**What this task involves**. Rescale the point coordinates in the answers on every line from the one containing "Query: green tree" through the end of the rows, inclusive, by multiplying each coordinate by 2 and rounding to a whole number, with halves rounded up. Reproduce all of those lines, keeping the requests and other text unchanged.

------------------------

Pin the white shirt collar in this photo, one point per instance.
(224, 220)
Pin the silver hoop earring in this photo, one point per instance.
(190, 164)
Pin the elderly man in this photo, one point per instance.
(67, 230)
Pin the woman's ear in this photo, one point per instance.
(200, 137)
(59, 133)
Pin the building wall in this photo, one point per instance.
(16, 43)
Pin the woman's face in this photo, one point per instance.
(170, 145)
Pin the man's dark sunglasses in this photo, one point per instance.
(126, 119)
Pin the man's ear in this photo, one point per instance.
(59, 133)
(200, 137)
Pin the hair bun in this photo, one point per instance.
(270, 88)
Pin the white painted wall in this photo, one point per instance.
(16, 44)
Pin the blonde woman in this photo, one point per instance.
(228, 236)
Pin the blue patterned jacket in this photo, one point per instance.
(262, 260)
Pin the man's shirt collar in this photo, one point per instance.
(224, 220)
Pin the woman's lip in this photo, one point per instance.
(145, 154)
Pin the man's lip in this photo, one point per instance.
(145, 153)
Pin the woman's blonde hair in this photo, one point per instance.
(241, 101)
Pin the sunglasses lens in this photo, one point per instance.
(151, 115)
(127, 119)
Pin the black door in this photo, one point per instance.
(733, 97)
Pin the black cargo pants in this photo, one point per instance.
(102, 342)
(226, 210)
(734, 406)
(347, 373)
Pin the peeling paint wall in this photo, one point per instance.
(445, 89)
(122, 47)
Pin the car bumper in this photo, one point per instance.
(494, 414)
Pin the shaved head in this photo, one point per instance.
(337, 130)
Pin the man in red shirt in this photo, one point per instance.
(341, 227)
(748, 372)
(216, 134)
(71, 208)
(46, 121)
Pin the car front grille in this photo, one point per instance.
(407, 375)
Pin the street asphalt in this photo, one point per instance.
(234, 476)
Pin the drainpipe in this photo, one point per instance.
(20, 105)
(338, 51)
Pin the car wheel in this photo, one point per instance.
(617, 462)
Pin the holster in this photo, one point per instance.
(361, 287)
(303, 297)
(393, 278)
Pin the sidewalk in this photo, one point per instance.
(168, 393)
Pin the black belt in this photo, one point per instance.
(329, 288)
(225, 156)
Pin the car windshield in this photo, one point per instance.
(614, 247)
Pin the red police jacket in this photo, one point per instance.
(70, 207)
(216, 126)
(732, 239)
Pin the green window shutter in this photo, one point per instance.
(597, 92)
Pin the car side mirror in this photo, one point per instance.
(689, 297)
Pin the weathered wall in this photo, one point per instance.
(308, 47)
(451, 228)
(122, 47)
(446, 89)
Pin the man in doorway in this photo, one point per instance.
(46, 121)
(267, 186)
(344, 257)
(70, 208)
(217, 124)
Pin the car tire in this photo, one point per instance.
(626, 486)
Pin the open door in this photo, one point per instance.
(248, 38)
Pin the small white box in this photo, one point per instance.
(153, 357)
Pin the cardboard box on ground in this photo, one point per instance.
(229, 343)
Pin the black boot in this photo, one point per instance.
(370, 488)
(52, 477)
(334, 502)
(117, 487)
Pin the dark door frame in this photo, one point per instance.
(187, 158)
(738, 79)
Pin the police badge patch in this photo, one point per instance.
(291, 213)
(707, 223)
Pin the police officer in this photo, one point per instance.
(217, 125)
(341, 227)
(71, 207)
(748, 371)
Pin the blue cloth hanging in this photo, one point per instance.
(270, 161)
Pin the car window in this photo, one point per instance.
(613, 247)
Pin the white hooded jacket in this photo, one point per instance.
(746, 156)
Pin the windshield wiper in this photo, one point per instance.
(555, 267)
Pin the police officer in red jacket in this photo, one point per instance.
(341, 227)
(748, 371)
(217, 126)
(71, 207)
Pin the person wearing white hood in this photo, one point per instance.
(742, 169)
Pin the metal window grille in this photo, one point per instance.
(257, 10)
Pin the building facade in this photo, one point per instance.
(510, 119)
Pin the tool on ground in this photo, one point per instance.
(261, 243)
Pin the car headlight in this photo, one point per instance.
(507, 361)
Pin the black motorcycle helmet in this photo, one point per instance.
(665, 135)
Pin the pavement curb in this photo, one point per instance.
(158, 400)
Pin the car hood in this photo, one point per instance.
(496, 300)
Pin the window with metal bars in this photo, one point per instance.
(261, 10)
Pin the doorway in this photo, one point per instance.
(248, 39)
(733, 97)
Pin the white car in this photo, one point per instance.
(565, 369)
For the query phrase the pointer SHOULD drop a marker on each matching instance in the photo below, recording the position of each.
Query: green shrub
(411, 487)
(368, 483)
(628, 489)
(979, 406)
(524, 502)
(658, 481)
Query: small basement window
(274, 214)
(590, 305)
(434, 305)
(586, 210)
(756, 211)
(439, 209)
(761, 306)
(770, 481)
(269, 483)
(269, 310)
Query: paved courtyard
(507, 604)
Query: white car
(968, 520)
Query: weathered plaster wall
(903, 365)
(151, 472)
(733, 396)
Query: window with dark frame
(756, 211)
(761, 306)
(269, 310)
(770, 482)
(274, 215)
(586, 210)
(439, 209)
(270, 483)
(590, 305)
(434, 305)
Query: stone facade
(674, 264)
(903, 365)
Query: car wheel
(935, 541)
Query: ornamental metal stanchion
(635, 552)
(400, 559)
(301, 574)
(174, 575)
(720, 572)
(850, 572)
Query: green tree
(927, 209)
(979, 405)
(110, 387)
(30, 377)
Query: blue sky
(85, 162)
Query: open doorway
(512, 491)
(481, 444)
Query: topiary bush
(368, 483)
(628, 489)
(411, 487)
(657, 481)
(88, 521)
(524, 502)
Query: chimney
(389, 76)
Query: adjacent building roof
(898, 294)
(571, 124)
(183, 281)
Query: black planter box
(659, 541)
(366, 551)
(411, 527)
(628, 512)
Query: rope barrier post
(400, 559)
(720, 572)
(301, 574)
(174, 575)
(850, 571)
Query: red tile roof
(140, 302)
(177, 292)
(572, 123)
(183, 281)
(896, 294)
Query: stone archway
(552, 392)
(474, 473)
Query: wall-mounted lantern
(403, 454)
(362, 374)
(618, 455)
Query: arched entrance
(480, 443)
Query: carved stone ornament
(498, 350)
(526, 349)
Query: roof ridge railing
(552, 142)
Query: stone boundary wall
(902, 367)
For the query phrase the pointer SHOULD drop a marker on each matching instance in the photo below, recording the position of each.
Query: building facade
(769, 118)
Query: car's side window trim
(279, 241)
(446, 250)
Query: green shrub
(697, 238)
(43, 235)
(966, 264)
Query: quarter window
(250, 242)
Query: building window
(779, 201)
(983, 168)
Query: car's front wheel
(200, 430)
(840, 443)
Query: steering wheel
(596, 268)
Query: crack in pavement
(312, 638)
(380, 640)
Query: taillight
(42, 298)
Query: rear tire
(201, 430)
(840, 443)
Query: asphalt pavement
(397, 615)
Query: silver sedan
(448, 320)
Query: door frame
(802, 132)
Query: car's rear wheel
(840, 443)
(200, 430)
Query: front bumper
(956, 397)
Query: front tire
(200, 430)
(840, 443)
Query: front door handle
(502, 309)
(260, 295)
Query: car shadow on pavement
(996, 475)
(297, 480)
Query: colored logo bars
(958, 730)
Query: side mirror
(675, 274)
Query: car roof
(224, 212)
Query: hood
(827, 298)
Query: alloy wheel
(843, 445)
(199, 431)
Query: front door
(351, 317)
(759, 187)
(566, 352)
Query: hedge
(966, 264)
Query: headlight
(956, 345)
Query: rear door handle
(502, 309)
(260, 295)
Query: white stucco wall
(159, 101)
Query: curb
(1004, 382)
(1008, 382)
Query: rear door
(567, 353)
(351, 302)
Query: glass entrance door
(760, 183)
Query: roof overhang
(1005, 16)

------------------------

**Result of this exercise**.
Query: green tree
(1854, 418)
(1958, 810)
(220, 774)
(60, 754)
Query: blue sky
(170, 324)
Query: open doorway
(1024, 982)
(962, 888)
Query: topiary bush
(736, 966)
(1256, 978)
(822, 974)
(1314, 962)
(176, 1042)
(1048, 1004)
Query: chimney
(778, 152)
Query: adjacent building roof
(1796, 588)
(1142, 248)
(366, 562)
Query: black planter box
(1318, 1082)
(732, 1102)
(822, 1054)
(1256, 1024)
Query: rope barrier post
(800, 1118)
(1440, 1144)
(602, 1148)
(348, 1150)
(1700, 1142)
Query: red tile roof
(280, 604)
(354, 584)
(1144, 246)
(366, 562)
(1792, 588)
Query: stone archway
(1104, 784)
(948, 946)
Query: wall-mounted lantern
(806, 908)
(724, 748)
(1236, 910)
Query: arched entrance
(960, 886)
Query: carved stone ornament
(996, 700)
(1052, 698)
Query: roof ridge railing
(1104, 284)
Query: stone boundary wall
(1804, 734)
For the query phrase the pointer SHOULD drop a marker on each matching instance in the photo below, recording the position of each.
Query: building facade
(1538, 236)
Query: car's side window trim
(558, 482)
(892, 500)
Query: green shrub
(1394, 476)
(86, 470)
(1932, 528)
Query: quarter window
(500, 484)
Query: building window
(1558, 402)
(1966, 336)
Query: car's front wheel
(400, 860)
(1680, 886)
Query: steering wheel
(1192, 536)
Query: crack in pavement
(624, 1276)
(760, 1280)
Query: taillight
(84, 596)
Query: rear tire
(402, 860)
(1680, 886)
Query: asphalt pavement
(794, 1230)
Query: silver sedan
(896, 640)
Query: door frame
(1604, 264)
Query: car's rear wheel
(1680, 886)
(400, 860)
Query: front bumper
(1912, 794)
Query: front tire
(400, 860)
(1680, 886)
Query: front door handle
(1004, 618)
(520, 590)
Query: car shadow on pavement
(1992, 950)
(594, 960)
Query: colored logo bars
(1916, 1460)
Query: side mirror
(1350, 548)
Query: car roof
(448, 424)
Query: hood
(1654, 596)
Query: alloy wheel
(1686, 890)
(398, 862)
Query: front door
(702, 634)
(1518, 374)
(1132, 704)
Query: hedge
(1932, 528)
Query: headlight
(1912, 690)
Query: rear door handle
(1004, 618)
(520, 590)
Query: white stucco wall
(318, 202)
Query: curb
(2008, 764)
(2016, 764)
Query: rear door
(1134, 706)
(702, 604)
Query: glass entrance door
(1520, 366)
Query: roof overhang
(2010, 32)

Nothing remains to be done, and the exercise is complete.